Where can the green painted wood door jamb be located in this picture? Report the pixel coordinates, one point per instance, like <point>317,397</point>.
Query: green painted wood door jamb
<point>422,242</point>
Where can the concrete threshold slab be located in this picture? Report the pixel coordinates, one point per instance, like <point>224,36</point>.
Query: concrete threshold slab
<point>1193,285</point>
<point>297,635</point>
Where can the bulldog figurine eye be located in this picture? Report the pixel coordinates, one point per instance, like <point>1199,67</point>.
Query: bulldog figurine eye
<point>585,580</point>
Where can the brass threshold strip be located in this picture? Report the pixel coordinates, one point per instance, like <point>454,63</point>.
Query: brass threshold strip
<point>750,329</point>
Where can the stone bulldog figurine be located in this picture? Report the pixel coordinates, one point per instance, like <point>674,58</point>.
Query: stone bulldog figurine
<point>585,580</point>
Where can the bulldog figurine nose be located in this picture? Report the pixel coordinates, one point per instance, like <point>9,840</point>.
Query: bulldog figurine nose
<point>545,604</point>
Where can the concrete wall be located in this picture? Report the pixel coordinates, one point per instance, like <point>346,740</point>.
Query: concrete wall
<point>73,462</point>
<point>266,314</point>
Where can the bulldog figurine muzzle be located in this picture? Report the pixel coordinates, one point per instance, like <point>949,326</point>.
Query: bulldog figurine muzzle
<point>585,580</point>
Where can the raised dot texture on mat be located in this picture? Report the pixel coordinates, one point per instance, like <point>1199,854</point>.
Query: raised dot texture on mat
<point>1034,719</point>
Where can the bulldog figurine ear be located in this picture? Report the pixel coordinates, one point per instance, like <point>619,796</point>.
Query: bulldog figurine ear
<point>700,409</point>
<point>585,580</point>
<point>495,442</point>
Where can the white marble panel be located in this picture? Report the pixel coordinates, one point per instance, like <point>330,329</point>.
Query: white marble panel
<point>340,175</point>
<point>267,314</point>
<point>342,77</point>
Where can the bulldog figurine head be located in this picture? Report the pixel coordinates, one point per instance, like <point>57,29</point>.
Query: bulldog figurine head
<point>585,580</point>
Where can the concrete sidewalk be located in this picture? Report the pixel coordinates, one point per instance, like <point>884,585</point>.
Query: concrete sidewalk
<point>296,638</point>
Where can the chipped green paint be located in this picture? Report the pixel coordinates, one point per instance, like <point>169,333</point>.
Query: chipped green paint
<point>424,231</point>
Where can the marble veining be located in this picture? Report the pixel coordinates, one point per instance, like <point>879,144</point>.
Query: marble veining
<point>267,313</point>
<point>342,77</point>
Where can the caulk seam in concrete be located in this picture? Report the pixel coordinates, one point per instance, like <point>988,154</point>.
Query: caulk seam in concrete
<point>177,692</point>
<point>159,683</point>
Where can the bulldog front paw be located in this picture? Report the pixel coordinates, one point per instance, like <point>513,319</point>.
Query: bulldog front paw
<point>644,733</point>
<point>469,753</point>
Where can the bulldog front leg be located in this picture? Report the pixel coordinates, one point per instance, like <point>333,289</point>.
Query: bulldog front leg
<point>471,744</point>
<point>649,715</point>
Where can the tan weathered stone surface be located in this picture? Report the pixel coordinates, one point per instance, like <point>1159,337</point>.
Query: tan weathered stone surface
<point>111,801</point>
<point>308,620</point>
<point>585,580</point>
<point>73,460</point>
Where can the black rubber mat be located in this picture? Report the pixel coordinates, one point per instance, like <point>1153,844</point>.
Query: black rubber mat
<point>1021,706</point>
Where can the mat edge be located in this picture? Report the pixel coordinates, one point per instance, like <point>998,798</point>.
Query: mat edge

| PROBLEM DESCRIPTION |
Reproduce the records above exactly as they appear.

| TASK SOLUTION |
Where can the green painted wood door jamb be located in this picture? Report the pixel coordinates, one point per instance, like <point>317,397</point>.
Query: green painted wood door jamb
<point>422,242</point>
Where can the concrete threshold slab be located in this picture? Report the pixel coordinates, one point per instance, like <point>224,36</point>.
Query: concrete threshold slab
<point>1193,285</point>
<point>297,635</point>
Where can the bulldog figurine eye be located in this picture? Report the pixel coordinates, one point per instance, like <point>1199,67</point>.
Query: bulldog figurine eye
<point>585,580</point>
Where can the brass threshold strip be located in this picture? Report the pixel coordinates, one point per instance, like <point>454,63</point>.
Query: brass threshold strip
<point>750,329</point>
Where can the stone bulldog figurine be located in this picture? Report the pixel coordinates, one point per instance, like <point>674,58</point>.
Query: stone bulldog figurine
<point>585,580</point>
Where can the bulldog figurine nose be located in this picture? Report the pixel coordinates, one point per instance, like <point>9,840</point>.
Query: bulldog figurine nose
<point>545,604</point>
Where can the concrete wall be located in this picture? Report the pixel coordinates, one point per instance, like <point>346,740</point>.
Query: concrete wall
<point>73,462</point>
<point>266,314</point>
Where can the bulldog figurine muzzle be located in this picture? Report the pixel coordinates, one point per instance, like <point>949,326</point>.
Query: bulldog figurine muzzle
<point>585,580</point>
Where can the raised dot texture on mat be located in this picture? Report the pixel coordinates, one point per instance, like <point>1199,854</point>.
Query: raised dot texture on mat
<point>1034,719</point>
Where can the bulldog figurine ear be located in this picture? Report the pixel coordinates, one point per instance, like <point>619,796</point>.
Query: bulldog figurine ear
<point>700,409</point>
<point>585,580</point>
<point>495,442</point>
Where can the white marble panel be located in this picture? Report the pixel coordinates, one point per instance, like <point>330,329</point>.
Query: white marble panel
<point>340,175</point>
<point>267,314</point>
<point>342,77</point>
Where can the bulldog figurine head be located in this picture? Report the pixel coordinates, one point per instance, like <point>57,29</point>.
Query: bulldog figurine head
<point>585,580</point>
Where can the concrete sidewalk be located in this picture? Report the pixel coordinates, one point per instance, like <point>884,585</point>.
Query: concrete sidewalk
<point>296,638</point>
Where can the chipped green paint be located in this picture? Report the pixel coordinates, one point per instance, like <point>169,333</point>.
Query: chipped green paint
<point>424,231</point>
Where can the marble veining be located in this picture? Report the pixel coordinates, one point per instance, like <point>879,144</point>.
Query: marble veining
<point>267,313</point>
<point>342,77</point>
Where can the caulk seam in concrete be located in this picture? Report the pixel coordinates, one point per instance, like <point>988,154</point>.
Query: caulk seam in concrete
<point>177,692</point>
<point>159,683</point>
Where can the bulldog front paw be located in this picture? Report the pixel coordinates, one point per instance, like <point>513,319</point>.
Query: bulldog front paw
<point>644,733</point>
<point>469,753</point>
Where can the bulldog front leg be located in this picture? Report the pixel coordinates, one point per instance, like <point>333,289</point>.
Query: bulldog front leg
<point>471,744</point>
<point>649,715</point>
Where can the tan weathered stone surface be located in this picture? Report the pixel coordinates, one point per instance, like <point>1159,337</point>.
Query: tan weathered stone surface
<point>111,801</point>
<point>308,620</point>
<point>585,580</point>
<point>73,460</point>
Where can the black rubber mat be located in this picture? Report the pixel coordinates, one point per instance, like <point>1153,844</point>.
Query: black rubber mat
<point>1021,706</point>
Where can the mat edge be located in this picture? Report the pixel coordinates, one point per instance, like <point>998,798</point>.
Query: mat edge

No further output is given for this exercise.